The one “lingering” aspect is the PTSD. It has led to a type of hyper vigilance that means I startle easily. You could be standing in front of me, telling me very clearly that you’re about to make a loud noise, and then when you do it, whilst I am watching you prepared for it, my body still reacts as though you pulled a tight prank off. It is tiring constantly reacting to everything around me and try as I might, I can’t seem to ‘just stop it’. Whilst it’s “in my head”, it’s not just “in my head” and I remind people often that we have to be super careful not to invalidate the real trauma of those who have experienced the long covid realities and the impact it has on their neurological pathways. Saying something is psychological, doesn’t mean you have access to turn it on or off as you please.

I have hope it will improve, and like many I have taken on a number of approaches to calm the farm and give myself space to heal. Sometimes it gets so much better that I don’t think it’s affecting me at all anymore, and then other times it feels like it’s right back at the beginning and I have to slowly step myself through my programme to a better space. Knowing that we’re all about to be hit with omicron doesn’t help one little bit, being prepared helps a touch, but mostly I have to check out and not engage in discussion. It doesn’t help turning up to things and the one thing people want to ask me is “how are you”; a clearly loaded question that should really be the simplest of greetings on any other ordinary day, time and non pandemic situation. People mean well, I know they care and I am appreciative of the check-in.
※
◆ WHAT TO DO
**A)** According to the passage, what has the PTSD led to?
**B)** Retype the part of the passage starting with "I have hope" and going on through "of the check-in.".

[Entries taken from a collection]
※
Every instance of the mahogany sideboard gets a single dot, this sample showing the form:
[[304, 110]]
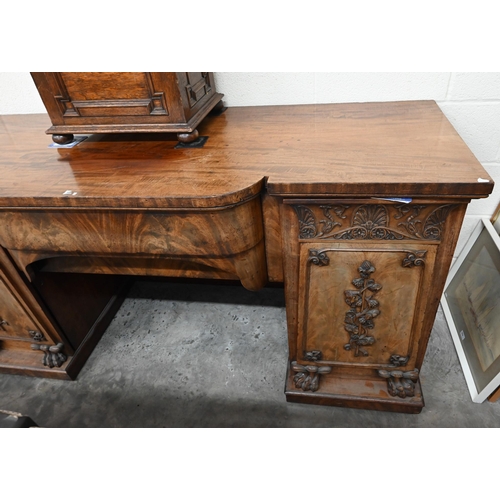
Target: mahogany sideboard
[[356, 208]]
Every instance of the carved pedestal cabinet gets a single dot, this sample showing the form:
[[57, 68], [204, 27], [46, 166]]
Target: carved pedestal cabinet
[[356, 208]]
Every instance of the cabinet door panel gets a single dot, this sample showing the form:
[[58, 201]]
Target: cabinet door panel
[[360, 302]]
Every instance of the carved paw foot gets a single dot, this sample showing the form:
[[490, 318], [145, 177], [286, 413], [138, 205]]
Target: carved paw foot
[[52, 355]]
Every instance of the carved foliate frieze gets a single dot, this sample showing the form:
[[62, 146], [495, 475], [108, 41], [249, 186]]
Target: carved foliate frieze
[[372, 221], [363, 309], [307, 377], [399, 383]]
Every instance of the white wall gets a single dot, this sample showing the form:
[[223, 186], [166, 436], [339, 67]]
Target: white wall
[[471, 101]]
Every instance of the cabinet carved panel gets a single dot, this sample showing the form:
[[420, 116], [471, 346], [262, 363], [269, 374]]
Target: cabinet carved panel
[[339, 221]]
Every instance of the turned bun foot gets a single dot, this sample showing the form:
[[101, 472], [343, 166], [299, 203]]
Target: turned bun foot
[[188, 137], [63, 138]]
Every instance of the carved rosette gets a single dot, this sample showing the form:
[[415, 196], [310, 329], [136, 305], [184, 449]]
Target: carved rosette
[[307, 377], [363, 309], [372, 222], [399, 383], [52, 355]]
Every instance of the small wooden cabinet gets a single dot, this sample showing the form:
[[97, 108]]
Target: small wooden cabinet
[[87, 103]]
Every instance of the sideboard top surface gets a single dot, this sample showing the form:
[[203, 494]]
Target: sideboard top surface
[[361, 149]]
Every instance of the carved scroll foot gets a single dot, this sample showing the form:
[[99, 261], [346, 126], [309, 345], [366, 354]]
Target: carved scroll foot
[[63, 138], [399, 383], [307, 377], [52, 355]]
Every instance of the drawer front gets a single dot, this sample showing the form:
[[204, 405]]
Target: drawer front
[[14, 321]]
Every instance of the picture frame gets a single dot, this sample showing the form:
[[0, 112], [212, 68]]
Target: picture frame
[[471, 307]]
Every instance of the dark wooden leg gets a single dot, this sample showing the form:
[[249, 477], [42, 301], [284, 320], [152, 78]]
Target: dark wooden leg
[[63, 138], [188, 137]]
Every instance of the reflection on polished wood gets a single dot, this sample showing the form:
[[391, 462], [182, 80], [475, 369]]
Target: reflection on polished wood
[[271, 185]]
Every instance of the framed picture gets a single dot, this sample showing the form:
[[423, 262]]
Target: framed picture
[[471, 305]]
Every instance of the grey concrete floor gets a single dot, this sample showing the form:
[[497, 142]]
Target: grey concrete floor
[[197, 355]]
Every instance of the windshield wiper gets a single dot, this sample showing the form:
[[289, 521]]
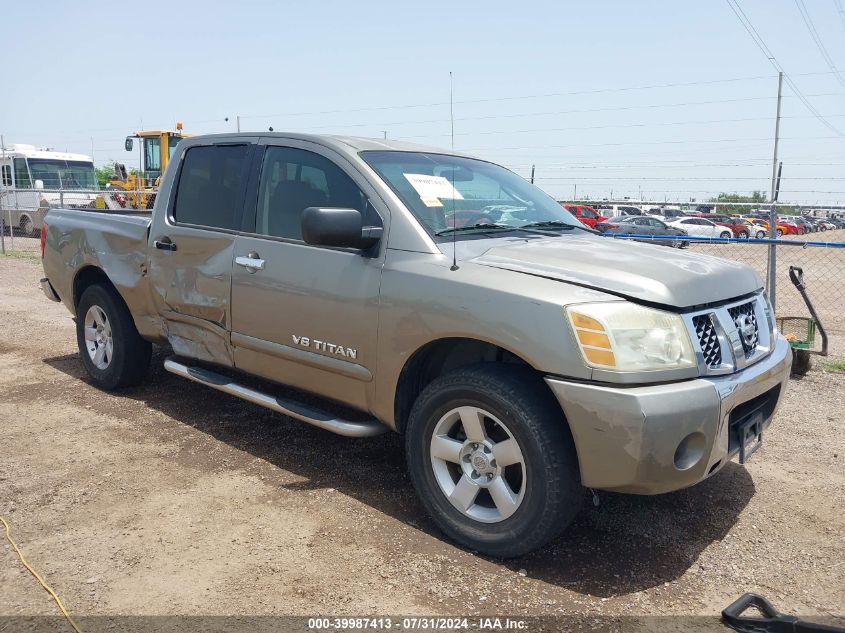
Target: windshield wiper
※
◆ TASK-BY-TASK RESULTS
**A)** A type of hyper vigilance that makes the writer startle easily.

**B)**
I have hope it will improve, and like many I have taken on a number of approaches to calm the farm and give myself space to heal. Sometimes it gets so much better that I don’t think it’s affecting me at all anymore, and then other times it feels like it’s right back at the beginning and I have to slowly step myself through my programme to a better space. Knowing that we’re all about to be hit with omicron doesn’t help one little bit, being prepared helps a touch, but mostly I have to check out and not engage in discussion. It doesn’t help turning up to things and the one thing people want to ask me is “how are you”; a clearly loaded question that should really be the simplest of greetings on any other ordinary day, time and non pandemic situation. People mean well, I know they care and I am appreciative of the check-in.